_ИСХОДНЫЙ ТЕКСТ_
::::

В философию истории Герцена уже тогда входили на равных три громадных материка, которые во многом должны определить характер будущего,— это Россия, Европа и Северная Америка. Последняя находилась накануне раскола на Южные и Северные штаты, но само развитие в ней подтверждало опасения, что Америка является всего лишь продолжением Европы.
Однако в своих прогнозах относительно юной и агрессивно распространяющейся на Запад, к Тихому океану, республики Герцен еще достаточно осторожен.
«Как Америка будет относиться к социальным стремлениям — трудно сказать; дух товарищества, ассоциаций, предприятий сообща чрезвычайно в ней развит; но ни одного общего владения, ни нашей артели, ни сельской общины нет; личность соединяется с другими только на известное дело, вне которого ревниво отстаивает полнейшую независимость »[4].

::::

_НЕОБРАБОТАННЫЕ ДАННЫЕ_
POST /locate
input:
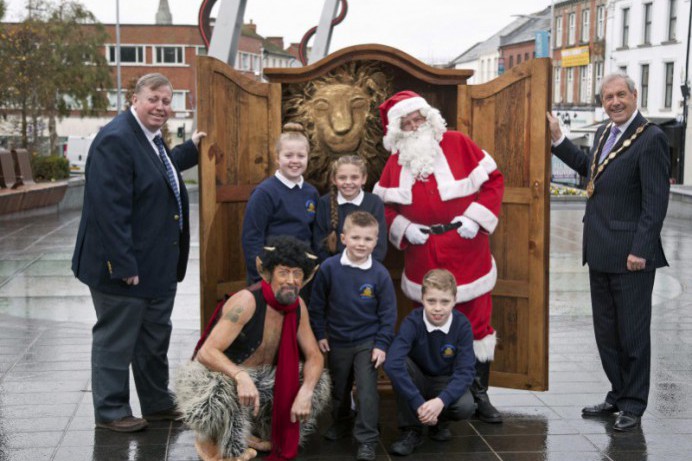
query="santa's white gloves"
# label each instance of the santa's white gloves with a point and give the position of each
(414, 234)
(469, 227)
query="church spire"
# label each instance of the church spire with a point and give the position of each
(163, 15)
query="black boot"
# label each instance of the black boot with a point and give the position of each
(479, 389)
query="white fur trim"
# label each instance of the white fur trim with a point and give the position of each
(483, 216)
(485, 348)
(467, 292)
(488, 163)
(397, 230)
(405, 107)
(451, 188)
(401, 194)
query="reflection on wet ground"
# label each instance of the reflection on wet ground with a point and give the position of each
(45, 400)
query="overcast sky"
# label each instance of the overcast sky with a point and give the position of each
(431, 30)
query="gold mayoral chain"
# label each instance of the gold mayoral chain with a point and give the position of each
(625, 145)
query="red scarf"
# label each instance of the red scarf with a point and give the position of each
(285, 434)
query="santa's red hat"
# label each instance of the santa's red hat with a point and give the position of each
(400, 105)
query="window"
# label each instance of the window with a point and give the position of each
(668, 98)
(178, 101)
(599, 75)
(129, 54)
(625, 27)
(600, 22)
(644, 87)
(672, 19)
(647, 24)
(585, 24)
(585, 84)
(113, 100)
(558, 31)
(169, 55)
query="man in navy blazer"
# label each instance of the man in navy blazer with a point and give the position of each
(628, 171)
(132, 250)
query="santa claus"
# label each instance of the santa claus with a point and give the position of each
(442, 196)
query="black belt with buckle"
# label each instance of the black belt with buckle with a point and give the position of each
(437, 229)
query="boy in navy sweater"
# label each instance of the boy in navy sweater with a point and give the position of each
(431, 364)
(353, 312)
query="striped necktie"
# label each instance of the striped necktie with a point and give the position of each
(170, 173)
(610, 142)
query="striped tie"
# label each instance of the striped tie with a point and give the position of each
(610, 142)
(170, 173)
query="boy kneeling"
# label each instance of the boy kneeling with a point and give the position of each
(431, 365)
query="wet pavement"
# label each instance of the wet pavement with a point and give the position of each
(45, 399)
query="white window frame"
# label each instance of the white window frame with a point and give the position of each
(648, 21)
(141, 52)
(558, 31)
(585, 25)
(179, 55)
(600, 22)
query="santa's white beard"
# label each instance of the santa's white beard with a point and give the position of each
(418, 151)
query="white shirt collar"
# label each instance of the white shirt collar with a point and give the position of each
(443, 328)
(149, 134)
(346, 261)
(340, 199)
(287, 182)
(626, 125)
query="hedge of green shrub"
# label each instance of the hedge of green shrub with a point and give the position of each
(50, 168)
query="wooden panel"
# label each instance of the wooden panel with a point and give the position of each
(243, 120)
(506, 117)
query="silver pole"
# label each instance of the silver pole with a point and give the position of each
(117, 53)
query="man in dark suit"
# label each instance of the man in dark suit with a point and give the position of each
(628, 170)
(132, 249)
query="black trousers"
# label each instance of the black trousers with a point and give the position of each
(430, 387)
(621, 305)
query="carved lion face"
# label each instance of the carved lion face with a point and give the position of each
(339, 113)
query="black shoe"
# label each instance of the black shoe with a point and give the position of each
(627, 421)
(485, 410)
(126, 424)
(408, 442)
(338, 431)
(366, 452)
(171, 414)
(440, 433)
(601, 409)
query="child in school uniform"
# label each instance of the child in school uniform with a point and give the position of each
(431, 365)
(348, 174)
(353, 313)
(283, 204)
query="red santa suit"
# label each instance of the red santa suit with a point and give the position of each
(465, 182)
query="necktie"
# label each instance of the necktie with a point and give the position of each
(170, 173)
(610, 142)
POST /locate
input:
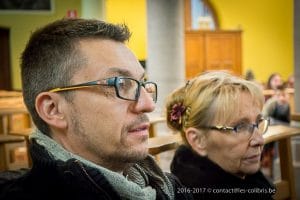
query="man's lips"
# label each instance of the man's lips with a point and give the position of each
(253, 158)
(143, 128)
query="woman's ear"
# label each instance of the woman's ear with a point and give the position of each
(197, 140)
(49, 106)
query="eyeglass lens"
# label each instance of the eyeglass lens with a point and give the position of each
(130, 88)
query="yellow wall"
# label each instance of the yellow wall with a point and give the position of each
(21, 25)
(267, 33)
(133, 13)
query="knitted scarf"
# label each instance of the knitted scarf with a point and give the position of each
(134, 184)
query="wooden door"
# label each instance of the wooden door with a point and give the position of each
(5, 79)
(212, 50)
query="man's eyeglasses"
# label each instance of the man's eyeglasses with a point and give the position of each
(126, 88)
(245, 128)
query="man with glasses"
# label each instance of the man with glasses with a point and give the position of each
(88, 98)
(219, 116)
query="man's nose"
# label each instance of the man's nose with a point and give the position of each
(145, 103)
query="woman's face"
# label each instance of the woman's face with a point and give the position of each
(237, 154)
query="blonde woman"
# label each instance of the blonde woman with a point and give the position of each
(219, 117)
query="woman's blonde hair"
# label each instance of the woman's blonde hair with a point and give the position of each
(210, 97)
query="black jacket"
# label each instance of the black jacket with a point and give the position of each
(206, 180)
(52, 179)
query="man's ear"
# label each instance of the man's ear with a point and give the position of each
(49, 106)
(197, 140)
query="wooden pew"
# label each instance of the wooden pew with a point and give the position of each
(290, 91)
(5, 140)
(13, 117)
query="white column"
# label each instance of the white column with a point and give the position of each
(165, 48)
(297, 53)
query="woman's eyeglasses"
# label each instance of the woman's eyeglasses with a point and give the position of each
(244, 128)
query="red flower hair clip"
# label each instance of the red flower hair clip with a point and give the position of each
(177, 111)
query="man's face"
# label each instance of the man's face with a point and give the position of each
(103, 128)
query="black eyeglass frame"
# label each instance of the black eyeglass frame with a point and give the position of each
(112, 81)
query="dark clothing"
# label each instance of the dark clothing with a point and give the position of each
(206, 180)
(54, 179)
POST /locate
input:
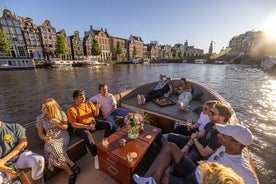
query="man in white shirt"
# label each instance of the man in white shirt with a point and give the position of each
(233, 138)
(108, 104)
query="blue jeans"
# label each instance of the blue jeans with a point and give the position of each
(117, 112)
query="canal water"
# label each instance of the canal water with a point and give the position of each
(250, 91)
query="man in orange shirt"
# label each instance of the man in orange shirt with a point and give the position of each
(81, 116)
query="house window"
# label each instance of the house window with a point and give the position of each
(21, 51)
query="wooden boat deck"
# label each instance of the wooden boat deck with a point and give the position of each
(162, 117)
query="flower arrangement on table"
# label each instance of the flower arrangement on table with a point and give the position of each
(135, 122)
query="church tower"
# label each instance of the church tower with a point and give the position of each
(211, 47)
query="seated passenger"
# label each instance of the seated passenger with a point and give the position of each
(201, 122)
(184, 92)
(161, 83)
(155, 93)
(202, 144)
(109, 105)
(53, 122)
(233, 138)
(81, 116)
(12, 152)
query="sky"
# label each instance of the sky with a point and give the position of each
(166, 21)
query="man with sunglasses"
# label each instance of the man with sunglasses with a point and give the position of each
(233, 138)
(202, 144)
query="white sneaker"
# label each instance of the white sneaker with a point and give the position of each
(96, 162)
(139, 100)
(143, 99)
(165, 136)
(179, 105)
(142, 180)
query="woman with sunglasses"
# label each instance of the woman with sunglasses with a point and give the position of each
(190, 127)
(53, 121)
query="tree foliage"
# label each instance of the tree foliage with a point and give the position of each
(5, 44)
(96, 50)
(134, 53)
(61, 47)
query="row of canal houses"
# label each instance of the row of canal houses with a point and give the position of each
(29, 40)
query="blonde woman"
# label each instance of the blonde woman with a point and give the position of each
(215, 173)
(53, 121)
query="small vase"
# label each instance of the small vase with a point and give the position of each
(133, 132)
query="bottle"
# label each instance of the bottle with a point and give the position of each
(7, 180)
(176, 124)
(15, 168)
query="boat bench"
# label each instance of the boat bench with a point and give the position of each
(165, 117)
(75, 150)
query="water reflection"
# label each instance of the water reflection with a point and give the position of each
(250, 91)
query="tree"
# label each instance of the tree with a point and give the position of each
(119, 49)
(61, 47)
(134, 53)
(5, 44)
(96, 50)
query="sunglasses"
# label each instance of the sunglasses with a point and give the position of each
(213, 113)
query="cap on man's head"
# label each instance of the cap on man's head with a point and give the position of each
(239, 132)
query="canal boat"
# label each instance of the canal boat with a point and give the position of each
(7, 63)
(163, 115)
(62, 64)
(269, 64)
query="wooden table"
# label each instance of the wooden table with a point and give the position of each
(113, 157)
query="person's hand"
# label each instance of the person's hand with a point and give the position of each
(189, 126)
(47, 139)
(194, 135)
(98, 105)
(91, 126)
(54, 121)
(8, 171)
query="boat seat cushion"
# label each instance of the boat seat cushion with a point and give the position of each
(197, 93)
(198, 109)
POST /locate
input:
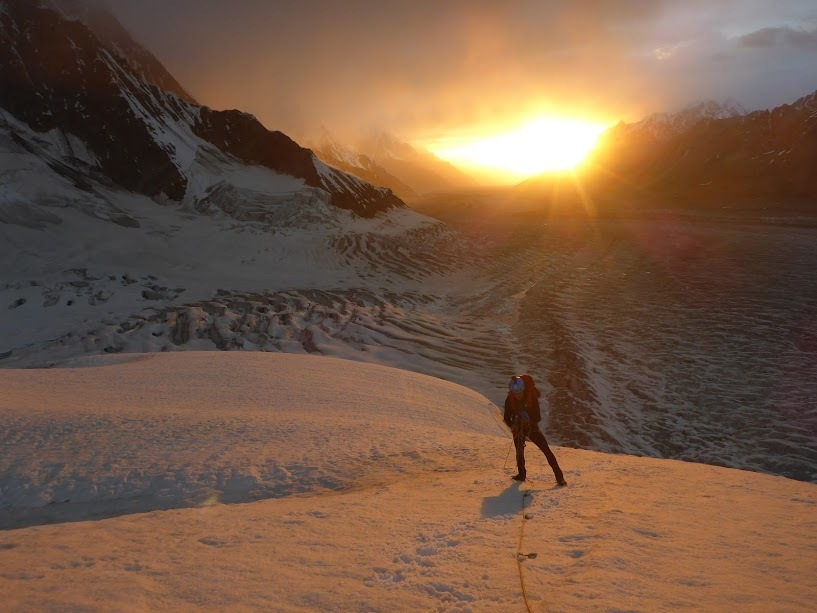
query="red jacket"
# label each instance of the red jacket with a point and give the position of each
(529, 403)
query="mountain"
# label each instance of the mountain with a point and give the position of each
(100, 109)
(259, 481)
(421, 170)
(332, 152)
(709, 156)
(662, 126)
(734, 159)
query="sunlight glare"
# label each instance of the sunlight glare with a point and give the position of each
(538, 146)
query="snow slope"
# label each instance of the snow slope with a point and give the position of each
(363, 488)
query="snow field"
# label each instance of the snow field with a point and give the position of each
(398, 504)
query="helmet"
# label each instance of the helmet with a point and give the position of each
(517, 385)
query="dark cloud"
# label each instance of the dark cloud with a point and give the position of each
(421, 67)
(772, 37)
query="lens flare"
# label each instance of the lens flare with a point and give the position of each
(542, 145)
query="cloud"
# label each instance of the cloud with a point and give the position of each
(780, 36)
(425, 68)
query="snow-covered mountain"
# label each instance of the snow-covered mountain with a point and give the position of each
(423, 171)
(96, 109)
(663, 126)
(712, 156)
(332, 152)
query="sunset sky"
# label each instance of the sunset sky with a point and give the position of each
(432, 71)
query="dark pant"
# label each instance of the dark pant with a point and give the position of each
(538, 439)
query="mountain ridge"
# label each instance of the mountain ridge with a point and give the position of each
(145, 139)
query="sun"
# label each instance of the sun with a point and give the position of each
(541, 145)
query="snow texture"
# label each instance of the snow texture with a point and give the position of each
(363, 488)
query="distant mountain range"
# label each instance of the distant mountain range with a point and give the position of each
(80, 94)
(708, 156)
(383, 159)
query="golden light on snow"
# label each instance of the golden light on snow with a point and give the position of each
(541, 145)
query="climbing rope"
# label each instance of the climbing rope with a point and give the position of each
(519, 554)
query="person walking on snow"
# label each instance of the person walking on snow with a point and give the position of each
(522, 415)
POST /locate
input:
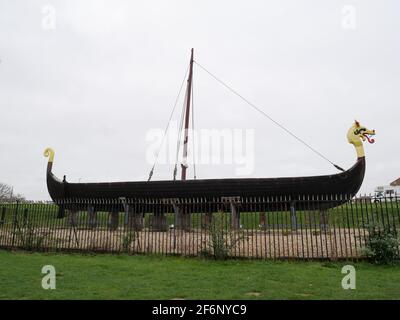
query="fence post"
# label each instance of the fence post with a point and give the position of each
(72, 217)
(135, 220)
(323, 219)
(206, 220)
(182, 220)
(263, 220)
(92, 217)
(234, 208)
(293, 215)
(15, 222)
(113, 219)
(3, 216)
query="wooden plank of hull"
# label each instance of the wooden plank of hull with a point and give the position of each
(345, 183)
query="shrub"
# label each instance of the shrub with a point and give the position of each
(382, 244)
(222, 239)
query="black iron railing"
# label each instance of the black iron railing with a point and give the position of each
(325, 227)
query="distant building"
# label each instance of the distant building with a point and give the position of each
(395, 183)
(390, 190)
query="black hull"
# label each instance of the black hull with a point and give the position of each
(215, 190)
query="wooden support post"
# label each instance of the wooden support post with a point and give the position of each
(135, 220)
(158, 221)
(235, 212)
(293, 215)
(3, 216)
(72, 217)
(113, 220)
(235, 222)
(206, 220)
(323, 219)
(92, 217)
(263, 222)
(25, 221)
(182, 217)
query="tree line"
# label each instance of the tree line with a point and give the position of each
(7, 194)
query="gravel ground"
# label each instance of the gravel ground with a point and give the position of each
(309, 243)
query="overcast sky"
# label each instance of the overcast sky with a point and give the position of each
(93, 78)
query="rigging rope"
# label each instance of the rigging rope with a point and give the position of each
(166, 128)
(267, 116)
(178, 141)
(193, 135)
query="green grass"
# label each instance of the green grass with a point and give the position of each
(152, 277)
(347, 216)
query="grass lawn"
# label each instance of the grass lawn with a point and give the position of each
(153, 277)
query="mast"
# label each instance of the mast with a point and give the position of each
(184, 164)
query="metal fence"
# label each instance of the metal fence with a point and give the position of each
(326, 227)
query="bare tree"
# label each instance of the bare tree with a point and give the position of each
(7, 194)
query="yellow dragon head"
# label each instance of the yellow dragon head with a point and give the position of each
(357, 134)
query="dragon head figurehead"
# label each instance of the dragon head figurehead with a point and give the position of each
(357, 134)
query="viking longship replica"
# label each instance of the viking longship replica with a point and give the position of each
(347, 182)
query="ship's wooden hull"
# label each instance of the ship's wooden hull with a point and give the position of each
(215, 190)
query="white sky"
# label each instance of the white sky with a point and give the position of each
(109, 72)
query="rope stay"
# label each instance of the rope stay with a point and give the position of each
(178, 141)
(267, 116)
(193, 136)
(167, 127)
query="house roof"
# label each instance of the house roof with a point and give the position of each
(395, 182)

::::

_ЗАДАНИЕ_
Дословно продублируйте часть текста о философии истории Герцена, начиная со слов «В философию истории» и заканчивая словами «еще достаточно осторожен.». Записи представляют собой отдельный материал.

_ОТВЕТ НА ЗАДАНИЕ_
В философию истории Герцена уже тогда входили на равных три громадных материка, которые во многом должны определить характер будущего,— это Россия, Европа и Северная Америка. Последняя находилась накануне раскола на Южные и Северные штаты, но само развитие в ней подтверждало опасения, что Америка является всего лишь продолжением Европы.
Однако в своих прогнозах относительно юной и агрессивно распространяющейся на Запад, к Тихому океану, республики Герцен еще достаточно осторожен.